**Instructions for the task**
Where a line holds the word "right", count it, then give only the total for the entries below.

[Stored records]
--- START ---
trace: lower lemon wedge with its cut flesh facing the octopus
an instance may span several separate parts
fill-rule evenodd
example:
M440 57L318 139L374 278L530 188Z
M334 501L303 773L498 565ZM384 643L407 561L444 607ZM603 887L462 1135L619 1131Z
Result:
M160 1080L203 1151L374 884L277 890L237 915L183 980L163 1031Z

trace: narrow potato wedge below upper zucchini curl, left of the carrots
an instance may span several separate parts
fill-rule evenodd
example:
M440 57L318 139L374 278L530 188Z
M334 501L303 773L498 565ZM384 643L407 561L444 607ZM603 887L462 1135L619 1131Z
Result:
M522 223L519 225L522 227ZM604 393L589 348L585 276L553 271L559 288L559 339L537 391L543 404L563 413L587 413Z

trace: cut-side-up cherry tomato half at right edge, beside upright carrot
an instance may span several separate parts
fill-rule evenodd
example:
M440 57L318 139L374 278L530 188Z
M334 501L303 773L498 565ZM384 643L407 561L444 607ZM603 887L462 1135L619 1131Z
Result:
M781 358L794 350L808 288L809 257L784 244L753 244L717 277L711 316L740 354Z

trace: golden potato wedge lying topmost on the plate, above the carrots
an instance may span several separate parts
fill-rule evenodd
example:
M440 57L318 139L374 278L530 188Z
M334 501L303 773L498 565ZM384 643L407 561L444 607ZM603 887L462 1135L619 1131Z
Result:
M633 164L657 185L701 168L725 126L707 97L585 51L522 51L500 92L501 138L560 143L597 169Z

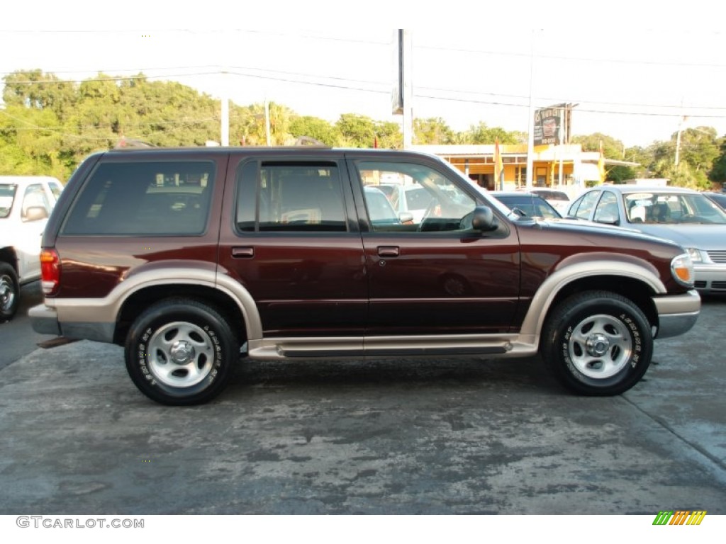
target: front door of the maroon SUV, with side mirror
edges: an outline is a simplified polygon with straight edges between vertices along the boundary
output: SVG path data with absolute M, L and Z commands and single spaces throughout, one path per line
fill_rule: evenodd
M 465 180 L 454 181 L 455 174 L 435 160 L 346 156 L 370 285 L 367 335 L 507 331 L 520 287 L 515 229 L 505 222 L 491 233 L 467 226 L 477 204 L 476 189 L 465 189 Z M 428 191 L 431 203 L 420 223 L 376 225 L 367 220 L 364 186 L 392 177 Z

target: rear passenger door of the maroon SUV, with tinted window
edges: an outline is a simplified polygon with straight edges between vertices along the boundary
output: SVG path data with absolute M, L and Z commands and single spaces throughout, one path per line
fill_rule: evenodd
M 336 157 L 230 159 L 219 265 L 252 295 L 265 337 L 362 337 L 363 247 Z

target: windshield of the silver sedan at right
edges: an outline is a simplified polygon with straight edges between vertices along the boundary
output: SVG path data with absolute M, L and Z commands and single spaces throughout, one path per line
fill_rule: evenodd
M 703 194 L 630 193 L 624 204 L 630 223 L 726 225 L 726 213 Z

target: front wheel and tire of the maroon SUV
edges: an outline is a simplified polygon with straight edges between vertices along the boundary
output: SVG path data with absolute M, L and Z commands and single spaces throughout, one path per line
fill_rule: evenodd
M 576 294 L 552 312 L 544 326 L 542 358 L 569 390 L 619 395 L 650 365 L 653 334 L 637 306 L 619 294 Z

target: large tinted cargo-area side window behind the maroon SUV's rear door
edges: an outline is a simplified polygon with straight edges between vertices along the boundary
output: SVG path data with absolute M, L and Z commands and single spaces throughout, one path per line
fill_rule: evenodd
--- END ---
--- START ---
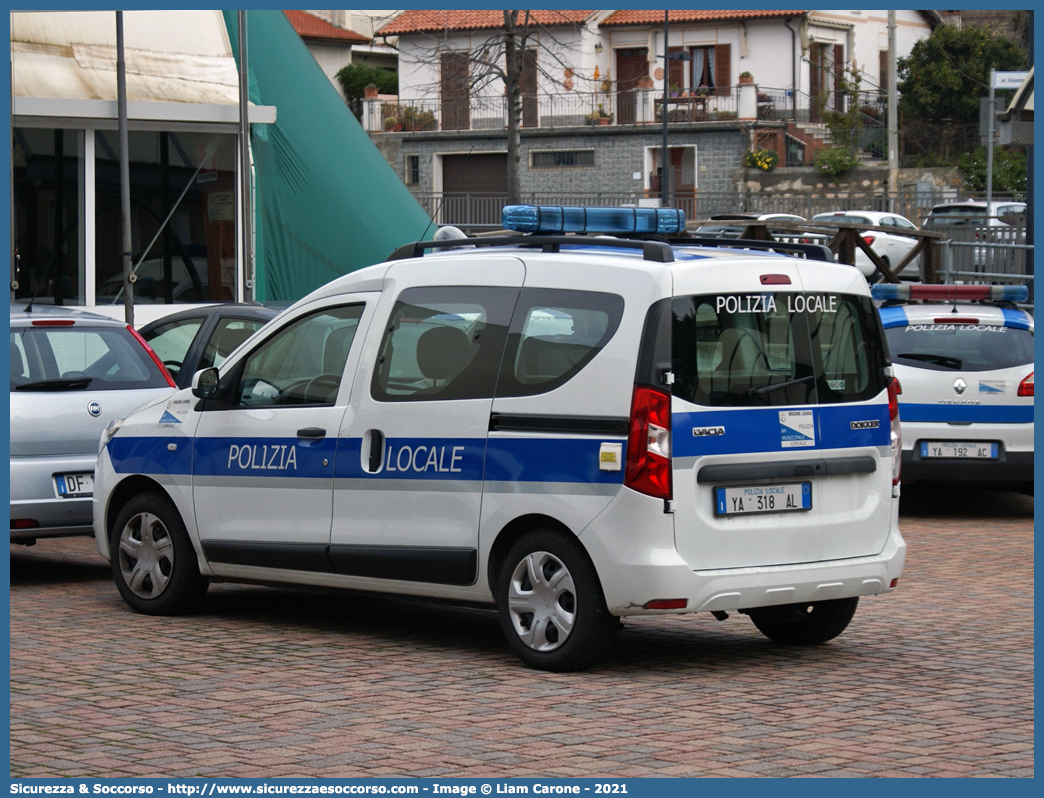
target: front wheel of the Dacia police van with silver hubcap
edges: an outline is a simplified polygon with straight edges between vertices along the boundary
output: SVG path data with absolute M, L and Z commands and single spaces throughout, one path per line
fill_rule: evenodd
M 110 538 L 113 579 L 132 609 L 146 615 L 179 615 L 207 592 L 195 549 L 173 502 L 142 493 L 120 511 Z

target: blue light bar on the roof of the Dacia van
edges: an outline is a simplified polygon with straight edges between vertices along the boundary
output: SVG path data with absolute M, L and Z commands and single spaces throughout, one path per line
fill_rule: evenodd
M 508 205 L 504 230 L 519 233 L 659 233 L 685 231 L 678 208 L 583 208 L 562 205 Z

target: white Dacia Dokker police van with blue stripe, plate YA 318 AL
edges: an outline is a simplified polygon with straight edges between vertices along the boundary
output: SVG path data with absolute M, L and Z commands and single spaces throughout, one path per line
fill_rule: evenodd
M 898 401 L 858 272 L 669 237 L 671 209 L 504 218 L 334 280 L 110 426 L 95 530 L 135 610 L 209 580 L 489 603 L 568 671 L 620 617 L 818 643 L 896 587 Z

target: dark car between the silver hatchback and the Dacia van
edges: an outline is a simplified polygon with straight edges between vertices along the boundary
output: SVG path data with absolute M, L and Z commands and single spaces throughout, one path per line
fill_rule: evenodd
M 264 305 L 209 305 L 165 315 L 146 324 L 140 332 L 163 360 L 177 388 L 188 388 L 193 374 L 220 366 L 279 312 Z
--- END ---
**Completed exercise**
2